Try it:
Within the data below, find the string "outline" and return each line where it occurs.

Saved data entries:
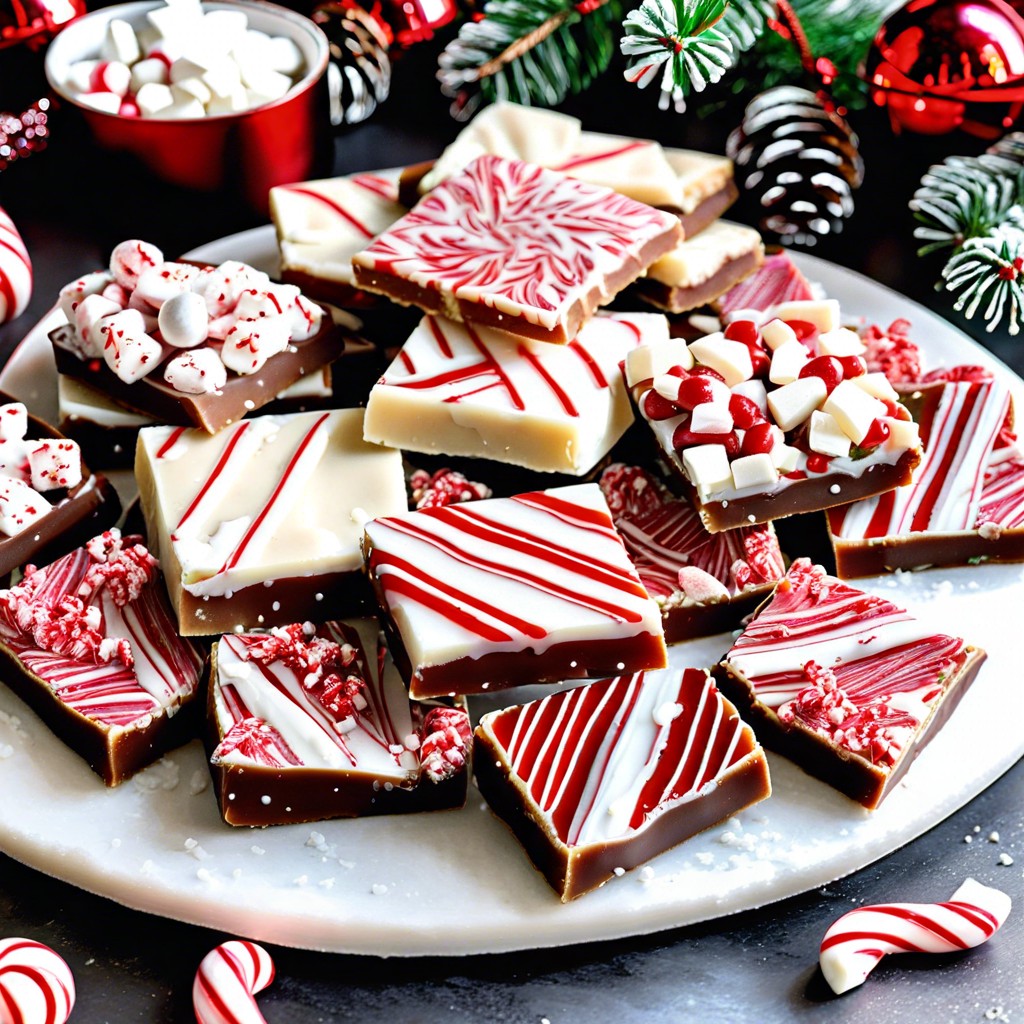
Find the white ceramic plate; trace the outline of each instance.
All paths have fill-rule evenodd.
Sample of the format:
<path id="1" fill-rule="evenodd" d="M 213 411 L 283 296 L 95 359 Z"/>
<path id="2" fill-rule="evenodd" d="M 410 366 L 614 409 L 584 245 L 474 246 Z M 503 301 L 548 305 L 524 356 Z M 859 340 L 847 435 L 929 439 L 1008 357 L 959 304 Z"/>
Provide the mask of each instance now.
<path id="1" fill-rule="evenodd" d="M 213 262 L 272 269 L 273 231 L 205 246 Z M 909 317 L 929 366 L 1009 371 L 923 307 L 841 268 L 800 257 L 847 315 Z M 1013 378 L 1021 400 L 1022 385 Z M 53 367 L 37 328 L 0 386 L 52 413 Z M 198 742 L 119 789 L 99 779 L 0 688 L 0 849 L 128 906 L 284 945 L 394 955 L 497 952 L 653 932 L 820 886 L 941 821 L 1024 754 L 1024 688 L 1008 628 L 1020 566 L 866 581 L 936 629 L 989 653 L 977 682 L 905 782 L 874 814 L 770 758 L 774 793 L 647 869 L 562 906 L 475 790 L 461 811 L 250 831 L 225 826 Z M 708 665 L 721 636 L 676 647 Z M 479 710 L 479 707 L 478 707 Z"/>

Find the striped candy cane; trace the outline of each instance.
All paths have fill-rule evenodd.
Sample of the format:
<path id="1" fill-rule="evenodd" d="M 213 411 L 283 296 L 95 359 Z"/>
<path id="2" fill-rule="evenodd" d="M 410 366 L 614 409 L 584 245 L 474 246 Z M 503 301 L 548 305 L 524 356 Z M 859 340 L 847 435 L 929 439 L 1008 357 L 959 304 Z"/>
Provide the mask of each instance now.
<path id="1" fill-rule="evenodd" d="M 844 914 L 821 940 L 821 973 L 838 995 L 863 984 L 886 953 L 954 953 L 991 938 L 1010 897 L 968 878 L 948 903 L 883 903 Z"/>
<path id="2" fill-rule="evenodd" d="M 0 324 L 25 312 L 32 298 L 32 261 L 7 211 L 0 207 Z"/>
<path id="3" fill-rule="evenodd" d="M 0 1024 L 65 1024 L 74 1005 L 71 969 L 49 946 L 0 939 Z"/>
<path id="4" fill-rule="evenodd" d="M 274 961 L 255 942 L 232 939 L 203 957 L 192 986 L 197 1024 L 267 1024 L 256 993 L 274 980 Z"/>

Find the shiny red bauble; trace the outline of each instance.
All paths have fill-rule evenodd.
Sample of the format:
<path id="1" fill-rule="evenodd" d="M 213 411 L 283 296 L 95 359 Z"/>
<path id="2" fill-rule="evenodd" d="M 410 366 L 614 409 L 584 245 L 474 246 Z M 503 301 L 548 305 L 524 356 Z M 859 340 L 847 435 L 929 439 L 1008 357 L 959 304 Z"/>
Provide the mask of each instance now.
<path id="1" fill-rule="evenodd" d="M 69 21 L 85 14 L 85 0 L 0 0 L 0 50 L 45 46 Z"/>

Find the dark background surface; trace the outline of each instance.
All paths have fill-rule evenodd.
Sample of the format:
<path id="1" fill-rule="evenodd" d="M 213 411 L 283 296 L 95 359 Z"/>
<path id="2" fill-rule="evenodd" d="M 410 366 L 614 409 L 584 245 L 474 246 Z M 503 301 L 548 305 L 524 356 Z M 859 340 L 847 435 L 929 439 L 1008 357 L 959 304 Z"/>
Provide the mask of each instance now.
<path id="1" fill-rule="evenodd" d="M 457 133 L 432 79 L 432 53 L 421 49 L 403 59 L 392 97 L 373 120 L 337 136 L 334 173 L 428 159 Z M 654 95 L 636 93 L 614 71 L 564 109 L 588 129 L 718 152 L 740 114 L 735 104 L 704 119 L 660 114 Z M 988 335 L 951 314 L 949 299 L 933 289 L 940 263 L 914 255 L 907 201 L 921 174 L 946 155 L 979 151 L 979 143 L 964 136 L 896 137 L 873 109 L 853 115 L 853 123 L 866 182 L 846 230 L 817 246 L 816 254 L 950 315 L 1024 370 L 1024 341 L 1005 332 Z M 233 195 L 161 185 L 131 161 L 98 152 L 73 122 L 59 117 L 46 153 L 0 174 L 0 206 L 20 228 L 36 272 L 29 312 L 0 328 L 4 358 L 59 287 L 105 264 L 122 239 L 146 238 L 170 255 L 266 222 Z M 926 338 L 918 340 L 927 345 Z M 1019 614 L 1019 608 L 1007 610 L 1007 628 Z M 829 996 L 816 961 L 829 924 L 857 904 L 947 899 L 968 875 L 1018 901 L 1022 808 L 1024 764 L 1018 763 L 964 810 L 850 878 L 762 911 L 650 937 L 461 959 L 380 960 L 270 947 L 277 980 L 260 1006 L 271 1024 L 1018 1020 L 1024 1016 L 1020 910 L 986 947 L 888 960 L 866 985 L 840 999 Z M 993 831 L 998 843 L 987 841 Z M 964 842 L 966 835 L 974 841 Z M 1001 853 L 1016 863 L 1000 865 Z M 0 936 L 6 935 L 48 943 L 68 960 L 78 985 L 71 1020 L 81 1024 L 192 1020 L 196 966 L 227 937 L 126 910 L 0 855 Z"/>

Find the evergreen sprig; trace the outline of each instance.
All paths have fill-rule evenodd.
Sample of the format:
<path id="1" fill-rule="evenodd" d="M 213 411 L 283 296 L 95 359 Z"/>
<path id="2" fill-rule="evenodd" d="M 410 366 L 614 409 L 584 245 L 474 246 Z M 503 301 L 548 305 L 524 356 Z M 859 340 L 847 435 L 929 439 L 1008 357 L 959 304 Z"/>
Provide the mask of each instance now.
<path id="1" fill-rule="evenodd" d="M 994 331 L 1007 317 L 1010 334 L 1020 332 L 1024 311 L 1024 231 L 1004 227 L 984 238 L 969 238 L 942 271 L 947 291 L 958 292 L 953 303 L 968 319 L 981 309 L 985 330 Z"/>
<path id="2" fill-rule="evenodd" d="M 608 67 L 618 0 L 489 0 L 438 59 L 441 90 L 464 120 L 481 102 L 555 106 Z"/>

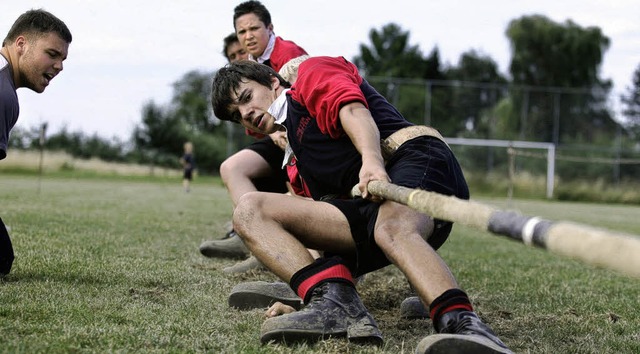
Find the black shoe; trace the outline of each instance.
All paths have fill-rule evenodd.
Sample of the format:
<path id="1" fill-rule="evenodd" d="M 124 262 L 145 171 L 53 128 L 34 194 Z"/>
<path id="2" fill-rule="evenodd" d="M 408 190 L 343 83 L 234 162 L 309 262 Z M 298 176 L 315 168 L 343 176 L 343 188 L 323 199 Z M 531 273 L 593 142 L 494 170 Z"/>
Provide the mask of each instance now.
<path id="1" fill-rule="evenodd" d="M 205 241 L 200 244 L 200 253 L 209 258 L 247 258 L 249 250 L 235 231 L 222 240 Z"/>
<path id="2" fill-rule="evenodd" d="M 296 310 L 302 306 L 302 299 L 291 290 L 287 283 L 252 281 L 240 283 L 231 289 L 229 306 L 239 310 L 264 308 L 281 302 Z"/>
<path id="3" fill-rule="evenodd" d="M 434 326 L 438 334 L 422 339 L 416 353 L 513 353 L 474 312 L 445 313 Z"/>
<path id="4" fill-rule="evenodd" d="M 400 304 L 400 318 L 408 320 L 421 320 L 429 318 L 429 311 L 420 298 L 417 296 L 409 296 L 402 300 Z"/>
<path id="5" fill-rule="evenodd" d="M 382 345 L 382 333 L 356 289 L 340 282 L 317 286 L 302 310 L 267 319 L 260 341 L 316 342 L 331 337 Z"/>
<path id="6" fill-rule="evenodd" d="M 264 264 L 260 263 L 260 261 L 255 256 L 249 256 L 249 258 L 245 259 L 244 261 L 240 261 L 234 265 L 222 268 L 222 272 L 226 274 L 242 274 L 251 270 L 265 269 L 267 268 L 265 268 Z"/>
---
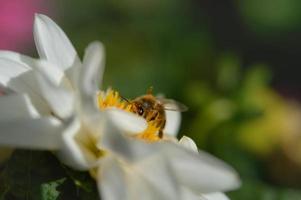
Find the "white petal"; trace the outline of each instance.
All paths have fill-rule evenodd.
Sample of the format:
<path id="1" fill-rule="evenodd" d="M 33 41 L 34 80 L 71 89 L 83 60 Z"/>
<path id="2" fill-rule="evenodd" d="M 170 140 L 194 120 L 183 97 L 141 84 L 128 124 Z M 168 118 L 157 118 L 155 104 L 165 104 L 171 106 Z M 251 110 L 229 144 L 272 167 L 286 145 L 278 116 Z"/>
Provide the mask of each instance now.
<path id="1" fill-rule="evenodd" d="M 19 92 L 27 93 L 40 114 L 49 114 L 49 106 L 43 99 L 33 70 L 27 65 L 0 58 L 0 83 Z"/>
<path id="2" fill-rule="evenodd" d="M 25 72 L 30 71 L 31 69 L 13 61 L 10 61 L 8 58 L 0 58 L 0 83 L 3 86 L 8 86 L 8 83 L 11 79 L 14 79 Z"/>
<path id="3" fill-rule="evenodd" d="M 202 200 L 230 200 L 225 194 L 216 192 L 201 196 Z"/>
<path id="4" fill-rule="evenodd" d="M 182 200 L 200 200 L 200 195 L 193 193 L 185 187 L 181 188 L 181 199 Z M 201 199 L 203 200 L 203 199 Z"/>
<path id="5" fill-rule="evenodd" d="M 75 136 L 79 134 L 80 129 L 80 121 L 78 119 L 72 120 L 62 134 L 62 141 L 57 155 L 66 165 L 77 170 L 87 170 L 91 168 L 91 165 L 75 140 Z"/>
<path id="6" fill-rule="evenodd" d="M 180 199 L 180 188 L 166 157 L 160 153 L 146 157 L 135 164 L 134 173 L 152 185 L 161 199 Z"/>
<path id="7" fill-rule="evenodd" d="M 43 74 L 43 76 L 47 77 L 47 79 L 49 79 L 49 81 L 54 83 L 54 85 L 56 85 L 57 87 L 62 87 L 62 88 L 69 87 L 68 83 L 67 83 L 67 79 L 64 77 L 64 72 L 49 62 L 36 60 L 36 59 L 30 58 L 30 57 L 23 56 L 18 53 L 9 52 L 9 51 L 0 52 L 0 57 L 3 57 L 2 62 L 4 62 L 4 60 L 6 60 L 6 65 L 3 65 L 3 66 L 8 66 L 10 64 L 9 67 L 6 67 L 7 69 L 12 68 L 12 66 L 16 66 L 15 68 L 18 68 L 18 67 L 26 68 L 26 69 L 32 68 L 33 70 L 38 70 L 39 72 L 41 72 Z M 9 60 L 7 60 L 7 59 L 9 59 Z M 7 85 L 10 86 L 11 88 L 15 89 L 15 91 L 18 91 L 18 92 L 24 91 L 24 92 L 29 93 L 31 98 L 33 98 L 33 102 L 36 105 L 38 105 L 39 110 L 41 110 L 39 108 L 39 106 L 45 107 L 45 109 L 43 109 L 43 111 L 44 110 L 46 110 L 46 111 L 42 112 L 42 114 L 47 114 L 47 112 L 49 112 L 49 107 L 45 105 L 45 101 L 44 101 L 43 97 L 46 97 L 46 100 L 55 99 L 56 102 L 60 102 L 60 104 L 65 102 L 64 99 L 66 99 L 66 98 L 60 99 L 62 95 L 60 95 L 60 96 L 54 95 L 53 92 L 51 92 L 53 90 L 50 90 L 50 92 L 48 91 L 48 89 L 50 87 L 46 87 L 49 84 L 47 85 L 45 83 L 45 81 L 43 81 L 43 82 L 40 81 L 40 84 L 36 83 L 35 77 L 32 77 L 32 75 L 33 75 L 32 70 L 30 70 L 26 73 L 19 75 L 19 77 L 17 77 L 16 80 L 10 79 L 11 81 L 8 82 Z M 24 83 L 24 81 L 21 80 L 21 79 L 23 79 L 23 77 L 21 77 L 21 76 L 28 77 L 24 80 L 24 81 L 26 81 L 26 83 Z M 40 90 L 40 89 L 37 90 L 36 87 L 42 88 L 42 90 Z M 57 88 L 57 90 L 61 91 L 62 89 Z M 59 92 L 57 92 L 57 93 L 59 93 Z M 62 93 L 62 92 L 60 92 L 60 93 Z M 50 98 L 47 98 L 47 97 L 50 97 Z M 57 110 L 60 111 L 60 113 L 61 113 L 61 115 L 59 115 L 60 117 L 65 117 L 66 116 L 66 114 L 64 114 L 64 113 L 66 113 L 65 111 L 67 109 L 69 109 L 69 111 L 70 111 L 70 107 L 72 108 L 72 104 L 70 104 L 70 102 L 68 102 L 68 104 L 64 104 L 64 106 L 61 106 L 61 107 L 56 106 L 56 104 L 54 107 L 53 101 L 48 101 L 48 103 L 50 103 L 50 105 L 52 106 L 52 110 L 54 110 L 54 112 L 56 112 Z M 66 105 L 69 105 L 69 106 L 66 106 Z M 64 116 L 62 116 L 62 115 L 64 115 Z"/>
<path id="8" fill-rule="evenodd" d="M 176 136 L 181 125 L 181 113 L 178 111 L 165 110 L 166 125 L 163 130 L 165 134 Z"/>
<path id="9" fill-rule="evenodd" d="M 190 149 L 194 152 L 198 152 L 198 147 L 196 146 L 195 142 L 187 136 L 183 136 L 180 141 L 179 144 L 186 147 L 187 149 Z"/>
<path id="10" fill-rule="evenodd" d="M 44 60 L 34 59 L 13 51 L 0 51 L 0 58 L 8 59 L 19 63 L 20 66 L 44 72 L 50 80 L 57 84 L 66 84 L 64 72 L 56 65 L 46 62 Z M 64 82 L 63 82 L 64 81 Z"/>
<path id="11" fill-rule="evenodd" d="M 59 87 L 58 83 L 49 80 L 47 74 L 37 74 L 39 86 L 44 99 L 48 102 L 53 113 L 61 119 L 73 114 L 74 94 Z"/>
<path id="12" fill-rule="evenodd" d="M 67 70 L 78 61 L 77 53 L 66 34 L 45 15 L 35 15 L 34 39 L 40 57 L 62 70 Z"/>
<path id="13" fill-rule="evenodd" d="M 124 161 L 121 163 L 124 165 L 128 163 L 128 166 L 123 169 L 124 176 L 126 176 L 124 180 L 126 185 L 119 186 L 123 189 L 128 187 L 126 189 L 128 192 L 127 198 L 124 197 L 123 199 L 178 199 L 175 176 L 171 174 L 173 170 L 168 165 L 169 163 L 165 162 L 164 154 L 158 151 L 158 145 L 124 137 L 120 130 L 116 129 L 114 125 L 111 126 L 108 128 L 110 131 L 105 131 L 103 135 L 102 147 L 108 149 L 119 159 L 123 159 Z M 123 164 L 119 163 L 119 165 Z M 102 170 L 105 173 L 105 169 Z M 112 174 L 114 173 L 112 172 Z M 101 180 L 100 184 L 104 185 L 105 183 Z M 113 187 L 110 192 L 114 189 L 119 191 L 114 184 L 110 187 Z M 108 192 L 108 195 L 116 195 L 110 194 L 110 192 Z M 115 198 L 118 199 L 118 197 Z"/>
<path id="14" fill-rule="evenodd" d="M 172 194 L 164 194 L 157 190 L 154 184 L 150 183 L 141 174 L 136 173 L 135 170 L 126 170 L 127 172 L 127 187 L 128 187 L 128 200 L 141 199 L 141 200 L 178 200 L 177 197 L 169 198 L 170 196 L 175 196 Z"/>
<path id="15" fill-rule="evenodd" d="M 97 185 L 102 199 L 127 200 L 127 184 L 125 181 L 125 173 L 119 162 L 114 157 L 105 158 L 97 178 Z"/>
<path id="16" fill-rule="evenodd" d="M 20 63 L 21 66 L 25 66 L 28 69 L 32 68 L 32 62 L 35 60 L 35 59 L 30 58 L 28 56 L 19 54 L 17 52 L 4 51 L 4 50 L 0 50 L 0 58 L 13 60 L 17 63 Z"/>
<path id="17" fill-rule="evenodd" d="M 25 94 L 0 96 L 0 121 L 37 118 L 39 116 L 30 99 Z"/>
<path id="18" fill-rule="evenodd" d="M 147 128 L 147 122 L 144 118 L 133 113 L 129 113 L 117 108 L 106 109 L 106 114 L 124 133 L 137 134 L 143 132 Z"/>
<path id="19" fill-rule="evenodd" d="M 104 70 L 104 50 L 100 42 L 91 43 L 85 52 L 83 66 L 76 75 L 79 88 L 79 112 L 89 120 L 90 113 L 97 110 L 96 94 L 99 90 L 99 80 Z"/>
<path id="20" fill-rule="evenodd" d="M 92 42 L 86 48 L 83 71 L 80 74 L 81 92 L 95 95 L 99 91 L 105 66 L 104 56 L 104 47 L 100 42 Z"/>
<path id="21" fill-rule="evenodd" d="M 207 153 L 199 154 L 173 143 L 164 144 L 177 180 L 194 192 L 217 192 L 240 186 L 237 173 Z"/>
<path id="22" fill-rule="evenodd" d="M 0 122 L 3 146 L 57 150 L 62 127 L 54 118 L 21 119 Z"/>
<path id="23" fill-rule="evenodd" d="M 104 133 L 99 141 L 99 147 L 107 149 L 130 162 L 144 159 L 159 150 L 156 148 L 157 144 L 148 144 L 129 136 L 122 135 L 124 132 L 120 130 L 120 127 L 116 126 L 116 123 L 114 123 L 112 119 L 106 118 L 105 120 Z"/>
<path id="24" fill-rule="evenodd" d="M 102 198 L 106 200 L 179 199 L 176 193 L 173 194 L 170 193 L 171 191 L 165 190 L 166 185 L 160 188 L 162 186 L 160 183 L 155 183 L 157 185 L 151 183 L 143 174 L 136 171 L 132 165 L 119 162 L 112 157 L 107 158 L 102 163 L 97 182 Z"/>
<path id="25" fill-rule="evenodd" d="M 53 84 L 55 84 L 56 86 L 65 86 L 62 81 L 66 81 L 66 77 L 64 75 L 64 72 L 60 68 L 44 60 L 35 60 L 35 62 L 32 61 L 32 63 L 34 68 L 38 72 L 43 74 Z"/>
* * *
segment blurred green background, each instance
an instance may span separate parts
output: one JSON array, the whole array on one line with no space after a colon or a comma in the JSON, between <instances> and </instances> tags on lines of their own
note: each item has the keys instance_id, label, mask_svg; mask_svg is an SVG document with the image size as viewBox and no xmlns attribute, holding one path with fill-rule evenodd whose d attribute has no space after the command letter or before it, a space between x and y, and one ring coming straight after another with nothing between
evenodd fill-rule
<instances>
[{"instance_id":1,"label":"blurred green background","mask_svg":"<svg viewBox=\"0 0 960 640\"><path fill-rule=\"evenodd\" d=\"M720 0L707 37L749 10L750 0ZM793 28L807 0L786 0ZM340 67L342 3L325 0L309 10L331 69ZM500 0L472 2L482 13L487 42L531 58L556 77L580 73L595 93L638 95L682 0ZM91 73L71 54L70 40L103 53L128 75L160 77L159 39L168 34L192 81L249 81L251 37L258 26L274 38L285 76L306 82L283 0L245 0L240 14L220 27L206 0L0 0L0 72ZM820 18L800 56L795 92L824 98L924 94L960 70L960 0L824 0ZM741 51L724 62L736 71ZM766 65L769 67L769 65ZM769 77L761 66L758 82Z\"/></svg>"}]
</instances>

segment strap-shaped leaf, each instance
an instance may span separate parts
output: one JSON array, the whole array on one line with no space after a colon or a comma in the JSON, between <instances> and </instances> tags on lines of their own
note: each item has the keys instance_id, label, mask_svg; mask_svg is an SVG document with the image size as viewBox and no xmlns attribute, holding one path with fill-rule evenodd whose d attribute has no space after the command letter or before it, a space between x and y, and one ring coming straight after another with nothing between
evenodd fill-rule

Written answer:
Find the white ceramic plate; trace the outline of each instance.
Find the striped candy cane; trace the outline of each instance.
Find the shiny red bauble; trace the outline of each instance.
Find the dark background surface; trace the outline of each instance.
Find the evergreen sprig; trace the outline of each instance.
Find the black shoe; trace the outline of each instance.
Find the "white petal"; trace the outline of each instance.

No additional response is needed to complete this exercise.